• Document excerpt:
· · · · · · ·

Be aware that the term effect size can be misleading because it suggests a causal relationship—that the difference between the two means is an “effect” of being in one group or condition as opposed to another. Imagine, for example, a study showing that a group of exercisers is happier on average than a group of non-exercisers, with an “effect size” of d = 0.35. If the study was an experiment—with participants randomly assigned to exercise and no-exercise conditions—then one could conclude that exercising caused a small to medium-sized increase in happiness. If the study was cross-sectional, however, then one could conclude only that the exercisers were happier than the non-exercisers by a small to medium-sized amount. In other words, simply calling the difference an “effect size” does not make the relationship a causal one.
Correlations Between Quantitative Variables
As we have seen throughout the book, many interesting statistical relationships take the form of correlations between quantitative variables. In general, line graphs are used when the variable on the x‐axis has (or is organized into) a small number of distinct values, such as the four quartiles of the name distribution. Scatterplots are used when the variable on the x‐axis has a large number of values, such as the different possible self-esteem scores.
The strength of a correlation between quantitative variables is typically measured using a statistic called Pearson’s r. Its possible values range from −1.00, through zero, to +1.00. A value of 0 means there is no relationship between the two variables, such as the third image in Figure 9.5. In addition to his guidelines for interpreting Cohen’s d, Cohen offered guidelines for interpreting Pearson’s r in psychological research (see Table 9.3). Values near ±.10 are considered small, values near ± .30 are considered medium, and values near ±.50 are considered large. Notice that the sign of Pearson’s r is unrelated to its strength. Pearson’s r values of +.30 and −.30, for example, are equally strong; it is just that one represents a moderate positive relationship and the other a moderate negative relationship. Like Cohen’s d, Pearson’s r is also referred to as a measure of “effect size” even though the relationship may not be a causal one.

· · · · · · ·

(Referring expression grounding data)
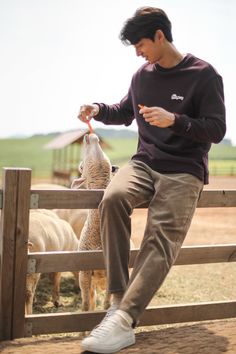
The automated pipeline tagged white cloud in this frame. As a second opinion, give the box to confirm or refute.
[0,0,236,144]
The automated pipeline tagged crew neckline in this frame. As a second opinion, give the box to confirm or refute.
[154,53,191,72]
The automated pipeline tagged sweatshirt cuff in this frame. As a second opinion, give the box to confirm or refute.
[93,102,103,122]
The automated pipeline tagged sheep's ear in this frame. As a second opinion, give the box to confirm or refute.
[70,177,86,189]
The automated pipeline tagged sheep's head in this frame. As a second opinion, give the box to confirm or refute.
[71,134,112,189]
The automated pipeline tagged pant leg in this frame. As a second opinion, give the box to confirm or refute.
[99,161,154,293]
[120,172,203,322]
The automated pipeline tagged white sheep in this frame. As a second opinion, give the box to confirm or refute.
[25,209,79,314]
[71,134,112,311]
[31,183,88,239]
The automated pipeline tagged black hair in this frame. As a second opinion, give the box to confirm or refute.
[119,6,173,45]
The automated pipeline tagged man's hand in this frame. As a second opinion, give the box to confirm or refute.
[78,104,99,123]
[139,106,175,128]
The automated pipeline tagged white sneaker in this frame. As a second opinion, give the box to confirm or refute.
[81,312,135,354]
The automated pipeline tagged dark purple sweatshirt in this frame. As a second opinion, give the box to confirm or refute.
[94,54,226,184]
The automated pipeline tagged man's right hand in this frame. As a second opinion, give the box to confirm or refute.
[78,104,99,123]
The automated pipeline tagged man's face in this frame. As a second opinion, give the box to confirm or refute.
[134,36,160,64]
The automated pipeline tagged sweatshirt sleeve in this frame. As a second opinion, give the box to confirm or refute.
[94,91,134,126]
[170,75,226,144]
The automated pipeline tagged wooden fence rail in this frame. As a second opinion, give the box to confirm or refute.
[0,168,236,340]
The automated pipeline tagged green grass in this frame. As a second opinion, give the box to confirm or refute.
[0,135,236,178]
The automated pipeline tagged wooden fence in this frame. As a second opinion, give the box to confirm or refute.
[0,168,236,340]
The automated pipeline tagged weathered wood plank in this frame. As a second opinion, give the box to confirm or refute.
[31,189,236,209]
[31,189,104,209]
[12,169,31,338]
[25,301,236,336]
[28,244,236,273]
[0,168,18,340]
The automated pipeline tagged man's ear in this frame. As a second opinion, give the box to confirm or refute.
[70,177,86,189]
[154,30,165,42]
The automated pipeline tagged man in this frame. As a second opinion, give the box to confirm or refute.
[79,7,226,353]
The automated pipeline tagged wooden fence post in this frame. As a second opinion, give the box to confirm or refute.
[0,168,31,340]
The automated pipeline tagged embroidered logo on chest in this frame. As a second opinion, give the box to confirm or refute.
[171,93,184,101]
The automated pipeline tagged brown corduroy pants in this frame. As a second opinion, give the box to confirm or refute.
[99,161,203,322]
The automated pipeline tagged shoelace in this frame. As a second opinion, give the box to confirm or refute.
[91,317,117,338]
[90,305,117,337]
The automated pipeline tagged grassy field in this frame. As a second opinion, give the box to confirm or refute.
[0,131,236,178]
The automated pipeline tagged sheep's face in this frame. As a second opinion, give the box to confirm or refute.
[79,134,111,189]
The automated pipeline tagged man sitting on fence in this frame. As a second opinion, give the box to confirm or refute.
[76,7,226,353]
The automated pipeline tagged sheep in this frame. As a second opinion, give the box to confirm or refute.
[25,209,79,314]
[31,183,88,239]
[71,133,112,311]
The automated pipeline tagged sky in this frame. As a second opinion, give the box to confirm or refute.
[0,0,236,145]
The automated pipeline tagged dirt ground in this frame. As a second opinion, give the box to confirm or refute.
[0,177,236,354]
[0,320,236,354]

· · · · · · ·

• Work order 1: From the passage on effect size and correlation, extract the text starting with "Be aware that" and going on through "relationship a causal one.".
• Work order 2: For each statement below, say yes or no according to whether the passage on effect size and correlation agrees with it, and quote the words that decide it: (a) Pearson's r values of +.30 and −.30 are equally strong. (b) A Pearson's r value near ±.50 is considered medium. (c) A cross-sectional study lets one conclude that exercising caused an increase in happiness.

• Answer box 1:
Be aware that the term effect size can be misleading because it suggests a causal relationship—that the difference between the two means is an “effect” of being in one group or condition as opposed to another. Imagine, for example, a study showing that a group of exercisers is happier on average than a group of non-exercisers, with an “effect size” of d = 0.35. If the study was an experiment—with participants randomly assigned to exercise and no-exercise conditions—then one could conclude that exercising caused a small to medium-sized increase in happiness. If the study was cross-sectional, however, then one could conclude only that the exercisers were happier than the non-exercisers by a small to medium-sized amount. In other words, simply calling the difference an “effect size” does not make the relationship a causal one.

• Answer box 2:
(a) Yes: "Pearson’s r values of +.30 and −.30, for example, are equally strong"
(b) No: "values near ±.50 are considered large"
(c) No: "If the study was cross-sectional, however, then one could conclude only that the exercisers were happier than the non-exercisers by a small to medium-sized amount."